▸ **Direction**:
Reproduce the following records word for word, leaving out the pictures.

▸ **Data lines**:
---+---
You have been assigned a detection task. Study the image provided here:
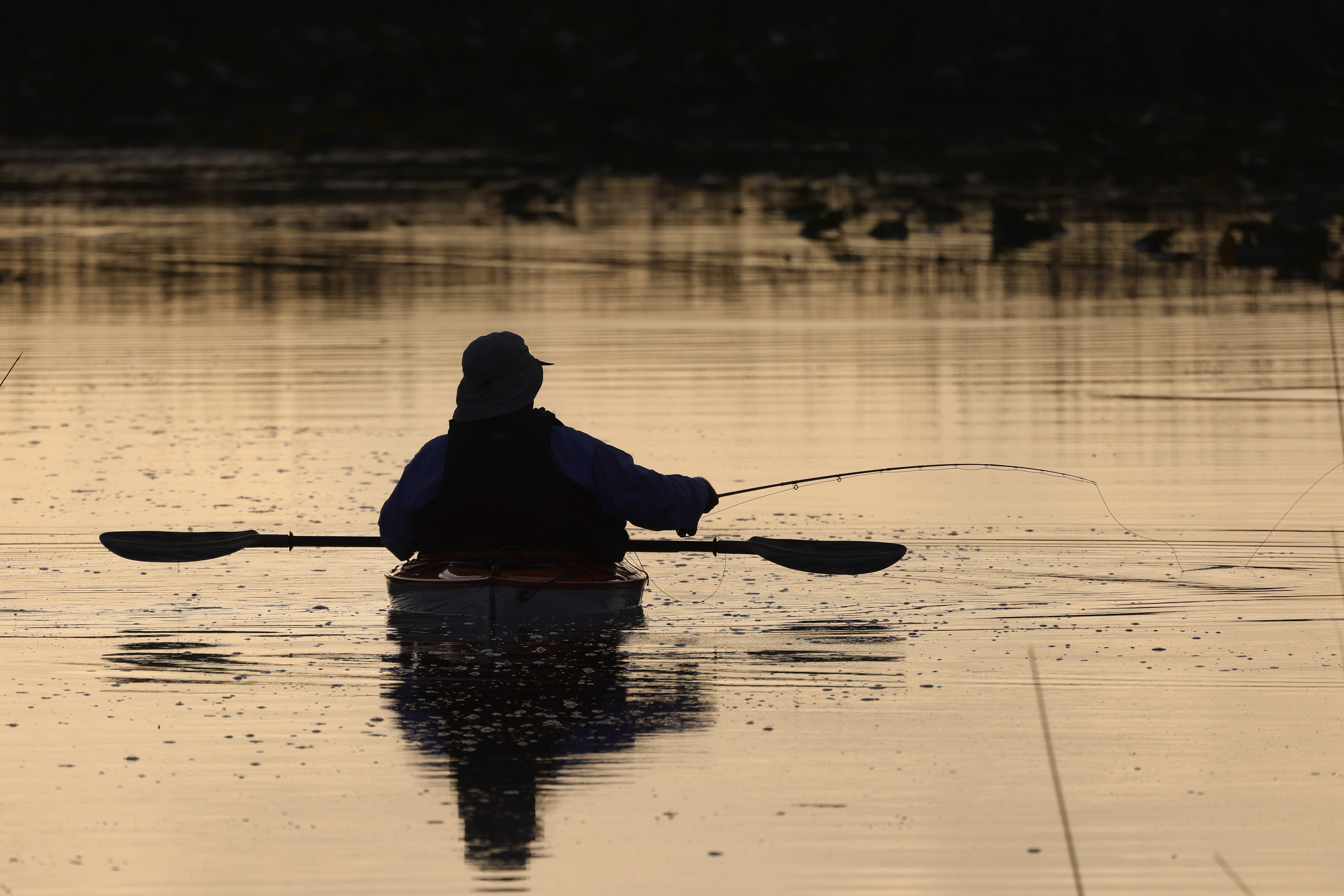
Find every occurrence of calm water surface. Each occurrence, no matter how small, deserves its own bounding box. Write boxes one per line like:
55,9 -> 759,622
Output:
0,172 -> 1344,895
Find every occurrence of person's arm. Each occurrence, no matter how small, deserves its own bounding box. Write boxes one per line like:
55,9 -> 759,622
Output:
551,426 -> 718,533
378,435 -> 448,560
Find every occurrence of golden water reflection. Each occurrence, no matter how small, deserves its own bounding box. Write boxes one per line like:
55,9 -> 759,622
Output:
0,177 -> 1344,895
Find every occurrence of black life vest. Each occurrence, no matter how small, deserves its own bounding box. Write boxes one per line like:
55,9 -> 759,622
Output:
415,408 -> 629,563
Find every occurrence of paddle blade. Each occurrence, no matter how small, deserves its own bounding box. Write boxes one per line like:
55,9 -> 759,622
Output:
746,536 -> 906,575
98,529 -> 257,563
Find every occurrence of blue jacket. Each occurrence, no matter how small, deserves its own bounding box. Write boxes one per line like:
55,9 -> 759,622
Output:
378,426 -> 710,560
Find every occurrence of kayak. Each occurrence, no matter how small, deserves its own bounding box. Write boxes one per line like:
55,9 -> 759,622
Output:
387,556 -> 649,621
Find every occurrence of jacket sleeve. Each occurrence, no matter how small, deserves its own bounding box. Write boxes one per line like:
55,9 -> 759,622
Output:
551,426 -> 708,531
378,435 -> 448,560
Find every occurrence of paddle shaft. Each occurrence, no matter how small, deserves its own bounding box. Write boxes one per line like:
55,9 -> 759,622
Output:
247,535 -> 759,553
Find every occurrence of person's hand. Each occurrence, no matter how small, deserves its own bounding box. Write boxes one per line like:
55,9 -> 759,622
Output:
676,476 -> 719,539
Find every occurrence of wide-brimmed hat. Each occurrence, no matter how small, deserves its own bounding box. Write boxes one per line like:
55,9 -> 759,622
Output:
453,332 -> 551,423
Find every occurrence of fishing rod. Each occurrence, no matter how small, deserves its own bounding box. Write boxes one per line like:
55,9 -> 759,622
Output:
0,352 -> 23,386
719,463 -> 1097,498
---+---
▸ **Solution for this task**:
You have been assigned a detection task. Study the image provided here:
Find every occurrence of calm water surface. Each occurrence, no matter how small, deserves its own bounding box. Write boxes one per line like:
55,9 -> 759,622
Output:
0,172 -> 1344,895
Find every occurrence of person's arm. Each occurrence, no matter how small, deserves its own bounding box. Write boxes one per line like:
55,9 -> 759,622
Output:
551,426 -> 718,533
378,435 -> 448,560
Find every occurrence of golden water reflection. Each occurrence, no matter how small, deserves its own bounding box. Write boxes one per line like:
55,9 -> 759,622
Output:
0,177 -> 1344,895
Find every occurrence of black life vest. Each occurrence, no matter how small, deserves its own bounding box. Write boxes one per line like:
55,9 -> 759,622
Output:
415,408 -> 629,563
Find every occurrence of paddle blade. Each occurrence, no matter how small, deserves its own bounding box. Write boxes one per line like:
55,9 -> 759,622
Output:
746,536 -> 906,575
98,529 -> 257,563
Find every occurrence of blue jacket. Each occurrence, no matter how small, deserves its own bounding box. Write boxes one per line like:
55,9 -> 759,622
Output:
378,426 -> 710,560
Find every occurrence of kayak. Each occurrence, no matter how small, deserves its own bounding box. Write boxes one per line like:
55,9 -> 759,622
Output:
387,556 -> 649,621
Find every occurrence of jacket sleeve. Each occurrence, no matter how small, deserves its own bounding box. Write boxes one per line like:
55,9 -> 759,622
Output:
551,426 -> 708,531
378,435 -> 448,560
Find every occurrence of paddle shaft. Each occurrence, no matter how small, deserves its own bounding box. Write boxes one per line like:
55,9 -> 759,622
Output:
247,535 -> 759,553
Find every occurrence of person's hand. Each occurrence, no matter how small, deserves its own bounding box. Write boxes one per line like:
55,9 -> 759,622
Output:
676,476 -> 719,539
Find every occurrence of wide-brimmed hat. Each occurrence, no matter how small, deserves its own bounding box. Write boxes one per line like:
55,9 -> 759,622
Output:
453,332 -> 551,423
Find every occurrence of fishing rod. Each occurrence, no matter how small, deserves its own bounding box. Write boxes one per line like:
55,9 -> 759,622
Output:
0,352 -> 23,386
719,463 -> 1097,498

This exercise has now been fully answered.